> WHAT YOU WILL DO
Count how many lines in the entries below contain the word "jacket", treating uppercase and lowercase letters as different. Reply with the number only.

Start

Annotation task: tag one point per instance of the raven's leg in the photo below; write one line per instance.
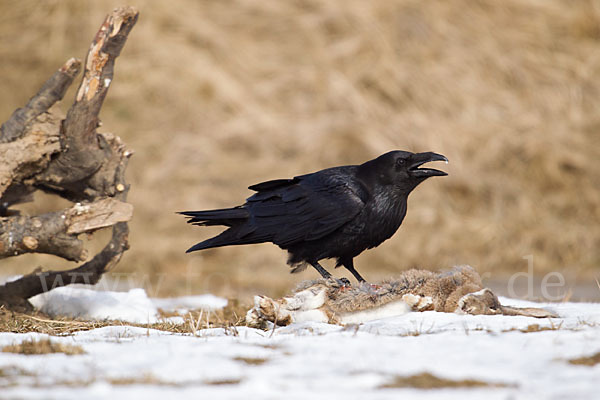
(321, 270)
(349, 265)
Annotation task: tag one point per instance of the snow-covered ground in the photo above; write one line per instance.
(308, 360)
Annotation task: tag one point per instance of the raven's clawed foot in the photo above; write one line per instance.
(341, 283)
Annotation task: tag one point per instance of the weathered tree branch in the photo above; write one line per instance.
(52, 91)
(67, 157)
(80, 172)
(21, 234)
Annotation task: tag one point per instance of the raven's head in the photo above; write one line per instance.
(401, 168)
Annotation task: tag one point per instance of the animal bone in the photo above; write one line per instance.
(325, 300)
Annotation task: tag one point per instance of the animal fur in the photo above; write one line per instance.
(325, 300)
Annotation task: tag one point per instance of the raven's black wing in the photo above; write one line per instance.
(308, 207)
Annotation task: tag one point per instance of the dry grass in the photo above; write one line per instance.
(251, 360)
(216, 95)
(532, 328)
(589, 361)
(228, 318)
(425, 380)
(45, 346)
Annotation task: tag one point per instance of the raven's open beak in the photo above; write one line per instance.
(418, 159)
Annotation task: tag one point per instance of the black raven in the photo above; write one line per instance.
(334, 213)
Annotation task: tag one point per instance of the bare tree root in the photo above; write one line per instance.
(67, 157)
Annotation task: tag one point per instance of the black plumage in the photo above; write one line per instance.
(333, 213)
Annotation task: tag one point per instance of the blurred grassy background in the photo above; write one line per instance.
(216, 95)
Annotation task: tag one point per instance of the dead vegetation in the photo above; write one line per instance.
(251, 360)
(425, 380)
(507, 90)
(228, 318)
(44, 346)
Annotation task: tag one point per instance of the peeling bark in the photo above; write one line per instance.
(40, 149)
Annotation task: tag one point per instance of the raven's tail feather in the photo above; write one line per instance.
(224, 216)
(235, 218)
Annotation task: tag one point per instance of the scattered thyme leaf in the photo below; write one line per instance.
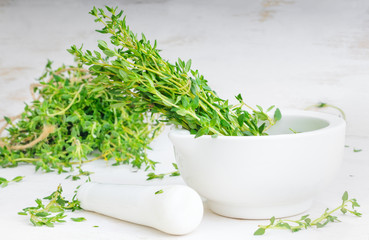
(159, 191)
(47, 214)
(80, 219)
(305, 222)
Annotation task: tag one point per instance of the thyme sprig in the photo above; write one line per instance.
(74, 115)
(5, 182)
(54, 211)
(181, 95)
(306, 222)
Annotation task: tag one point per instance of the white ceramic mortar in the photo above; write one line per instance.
(257, 177)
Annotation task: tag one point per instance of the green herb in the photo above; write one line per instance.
(80, 219)
(80, 174)
(53, 212)
(152, 175)
(181, 95)
(4, 182)
(159, 192)
(293, 131)
(326, 105)
(74, 114)
(305, 222)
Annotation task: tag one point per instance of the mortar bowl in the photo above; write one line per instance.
(257, 177)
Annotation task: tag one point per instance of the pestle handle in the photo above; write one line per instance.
(174, 209)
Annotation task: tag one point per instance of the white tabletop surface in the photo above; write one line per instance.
(288, 53)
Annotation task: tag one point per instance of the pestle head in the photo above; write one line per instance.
(176, 209)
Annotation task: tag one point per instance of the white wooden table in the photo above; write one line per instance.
(286, 53)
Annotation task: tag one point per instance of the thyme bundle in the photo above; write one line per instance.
(181, 95)
(72, 116)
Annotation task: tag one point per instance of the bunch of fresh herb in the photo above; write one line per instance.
(54, 211)
(73, 115)
(4, 182)
(180, 94)
(305, 222)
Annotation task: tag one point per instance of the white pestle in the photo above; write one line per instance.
(174, 209)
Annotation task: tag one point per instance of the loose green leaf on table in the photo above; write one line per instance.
(347, 206)
(5, 182)
(54, 211)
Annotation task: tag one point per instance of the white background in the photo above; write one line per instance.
(287, 53)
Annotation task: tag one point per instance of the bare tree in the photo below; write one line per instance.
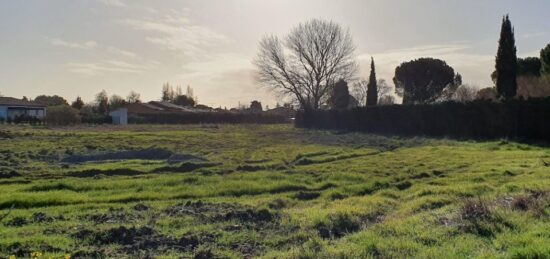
(465, 93)
(360, 90)
(313, 57)
(133, 97)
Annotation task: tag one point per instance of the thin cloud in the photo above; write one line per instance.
(179, 33)
(122, 52)
(73, 45)
(475, 68)
(114, 3)
(109, 66)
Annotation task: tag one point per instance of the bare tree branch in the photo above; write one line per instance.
(313, 57)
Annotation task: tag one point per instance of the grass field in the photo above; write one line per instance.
(268, 192)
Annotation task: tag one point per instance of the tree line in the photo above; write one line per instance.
(315, 61)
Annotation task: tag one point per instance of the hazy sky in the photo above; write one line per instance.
(79, 47)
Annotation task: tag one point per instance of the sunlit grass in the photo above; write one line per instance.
(330, 195)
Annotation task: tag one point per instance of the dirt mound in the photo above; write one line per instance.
(9, 174)
(145, 154)
(5, 135)
(185, 167)
(114, 216)
(215, 212)
(306, 196)
(179, 158)
(134, 240)
(110, 172)
(41, 217)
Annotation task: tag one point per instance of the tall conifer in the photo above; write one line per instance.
(506, 61)
(372, 87)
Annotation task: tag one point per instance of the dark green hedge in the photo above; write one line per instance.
(207, 117)
(480, 119)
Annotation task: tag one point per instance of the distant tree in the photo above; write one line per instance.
(62, 115)
(133, 97)
(360, 90)
(190, 92)
(488, 93)
(53, 100)
(386, 100)
(384, 89)
(506, 61)
(465, 93)
(533, 87)
(339, 97)
(422, 80)
(256, 106)
(184, 100)
(527, 67)
(178, 91)
(116, 102)
(78, 103)
(308, 63)
(168, 94)
(102, 102)
(372, 87)
(449, 91)
(545, 61)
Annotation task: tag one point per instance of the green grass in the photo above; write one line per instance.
(270, 192)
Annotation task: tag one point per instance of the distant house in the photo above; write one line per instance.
(12, 108)
(120, 116)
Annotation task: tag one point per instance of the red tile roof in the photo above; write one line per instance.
(10, 101)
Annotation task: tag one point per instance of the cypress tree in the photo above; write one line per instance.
(506, 61)
(372, 87)
(545, 61)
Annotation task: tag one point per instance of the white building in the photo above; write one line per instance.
(11, 108)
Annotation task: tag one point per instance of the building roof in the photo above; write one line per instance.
(143, 108)
(10, 101)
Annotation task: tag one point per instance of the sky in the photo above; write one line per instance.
(79, 47)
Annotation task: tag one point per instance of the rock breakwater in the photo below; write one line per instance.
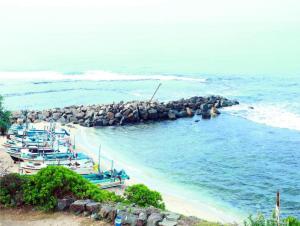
(127, 113)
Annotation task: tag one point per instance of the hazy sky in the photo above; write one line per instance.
(229, 36)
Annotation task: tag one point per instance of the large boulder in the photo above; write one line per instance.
(172, 114)
(189, 112)
(56, 116)
(110, 115)
(64, 204)
(152, 113)
(93, 207)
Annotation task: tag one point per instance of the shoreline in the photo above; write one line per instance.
(173, 201)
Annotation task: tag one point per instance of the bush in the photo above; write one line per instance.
(260, 220)
(4, 118)
(143, 196)
(54, 182)
(12, 189)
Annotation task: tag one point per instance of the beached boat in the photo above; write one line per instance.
(108, 179)
(53, 158)
(80, 167)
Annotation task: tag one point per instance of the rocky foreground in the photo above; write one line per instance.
(127, 113)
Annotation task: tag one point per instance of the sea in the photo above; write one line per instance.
(59, 55)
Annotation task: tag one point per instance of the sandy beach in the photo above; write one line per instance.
(173, 202)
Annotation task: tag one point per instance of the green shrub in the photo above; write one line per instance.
(12, 189)
(143, 196)
(260, 220)
(54, 182)
(4, 118)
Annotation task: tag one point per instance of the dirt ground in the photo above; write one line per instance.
(21, 217)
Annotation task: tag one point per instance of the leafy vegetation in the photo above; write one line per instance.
(143, 196)
(261, 220)
(54, 182)
(48, 185)
(12, 189)
(4, 118)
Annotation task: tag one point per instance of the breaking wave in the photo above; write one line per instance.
(44, 77)
(271, 115)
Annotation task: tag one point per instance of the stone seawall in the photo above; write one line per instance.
(127, 113)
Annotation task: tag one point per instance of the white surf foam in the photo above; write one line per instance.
(91, 76)
(271, 115)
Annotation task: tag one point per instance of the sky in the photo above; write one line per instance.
(229, 36)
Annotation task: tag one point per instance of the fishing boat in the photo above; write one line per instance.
(80, 167)
(52, 158)
(109, 178)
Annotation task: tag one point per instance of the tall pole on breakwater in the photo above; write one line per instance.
(277, 210)
(155, 93)
(99, 159)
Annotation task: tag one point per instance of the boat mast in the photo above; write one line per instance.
(112, 168)
(99, 159)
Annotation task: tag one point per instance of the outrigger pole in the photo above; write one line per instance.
(99, 159)
(155, 92)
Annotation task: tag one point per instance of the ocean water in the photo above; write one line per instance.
(237, 161)
(59, 53)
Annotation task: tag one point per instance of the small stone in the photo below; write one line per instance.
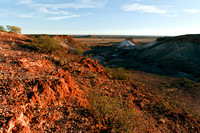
(162, 121)
(8, 61)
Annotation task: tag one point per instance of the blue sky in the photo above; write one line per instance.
(118, 17)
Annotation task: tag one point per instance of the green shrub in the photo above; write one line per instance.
(113, 113)
(47, 44)
(2, 29)
(187, 83)
(13, 29)
(119, 73)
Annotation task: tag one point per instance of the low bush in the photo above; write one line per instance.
(118, 73)
(113, 113)
(187, 83)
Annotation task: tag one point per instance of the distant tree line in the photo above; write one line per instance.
(10, 28)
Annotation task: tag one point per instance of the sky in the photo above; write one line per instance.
(102, 17)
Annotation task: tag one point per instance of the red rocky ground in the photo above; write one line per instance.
(36, 95)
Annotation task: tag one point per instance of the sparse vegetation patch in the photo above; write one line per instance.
(113, 113)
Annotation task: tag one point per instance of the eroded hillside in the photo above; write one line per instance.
(40, 94)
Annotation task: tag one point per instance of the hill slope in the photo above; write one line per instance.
(38, 95)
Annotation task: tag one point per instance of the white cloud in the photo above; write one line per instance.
(45, 10)
(191, 11)
(31, 15)
(62, 17)
(51, 11)
(143, 8)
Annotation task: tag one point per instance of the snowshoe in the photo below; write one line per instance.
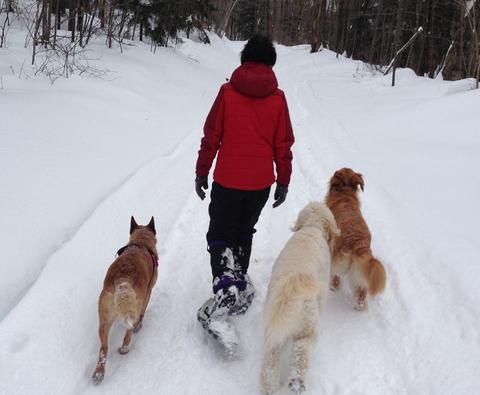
(245, 297)
(222, 333)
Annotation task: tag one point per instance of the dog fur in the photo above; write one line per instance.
(351, 252)
(296, 295)
(126, 290)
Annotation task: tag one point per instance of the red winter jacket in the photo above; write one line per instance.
(250, 126)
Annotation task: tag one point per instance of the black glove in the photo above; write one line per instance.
(280, 194)
(201, 183)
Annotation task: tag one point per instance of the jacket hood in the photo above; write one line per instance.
(254, 79)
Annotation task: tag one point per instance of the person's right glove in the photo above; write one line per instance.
(201, 183)
(280, 194)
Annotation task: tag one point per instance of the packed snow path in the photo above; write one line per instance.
(418, 148)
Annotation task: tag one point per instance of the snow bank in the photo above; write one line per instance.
(70, 184)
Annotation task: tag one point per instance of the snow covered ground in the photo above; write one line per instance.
(70, 183)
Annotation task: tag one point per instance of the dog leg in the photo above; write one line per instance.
(138, 324)
(270, 375)
(302, 344)
(361, 296)
(126, 342)
(99, 372)
(335, 283)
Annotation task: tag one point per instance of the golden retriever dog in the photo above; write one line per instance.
(296, 295)
(351, 252)
(127, 289)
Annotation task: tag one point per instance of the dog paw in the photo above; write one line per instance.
(123, 350)
(137, 327)
(335, 283)
(97, 377)
(361, 306)
(296, 385)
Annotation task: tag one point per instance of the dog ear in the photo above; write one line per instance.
(359, 181)
(151, 226)
(336, 181)
(133, 225)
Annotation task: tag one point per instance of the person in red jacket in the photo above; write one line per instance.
(249, 126)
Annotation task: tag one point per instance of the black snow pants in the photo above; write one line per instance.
(233, 215)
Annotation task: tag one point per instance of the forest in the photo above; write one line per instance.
(445, 35)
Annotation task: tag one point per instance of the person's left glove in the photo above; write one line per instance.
(280, 194)
(201, 183)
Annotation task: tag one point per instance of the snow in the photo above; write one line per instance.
(80, 156)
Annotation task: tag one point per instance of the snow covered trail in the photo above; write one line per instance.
(417, 146)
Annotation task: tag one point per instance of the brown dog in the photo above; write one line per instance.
(351, 250)
(127, 289)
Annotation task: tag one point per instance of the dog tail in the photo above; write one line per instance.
(125, 301)
(376, 276)
(284, 306)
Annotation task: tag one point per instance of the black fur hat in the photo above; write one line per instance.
(259, 49)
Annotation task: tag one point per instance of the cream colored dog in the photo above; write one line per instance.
(296, 295)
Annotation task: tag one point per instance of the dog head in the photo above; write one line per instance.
(346, 179)
(318, 215)
(144, 234)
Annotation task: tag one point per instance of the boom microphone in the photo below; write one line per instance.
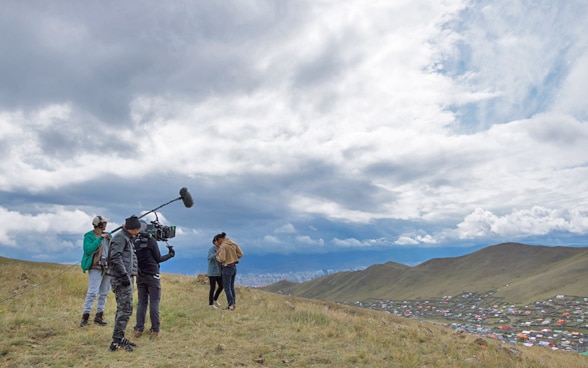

End

> SOLUTION
3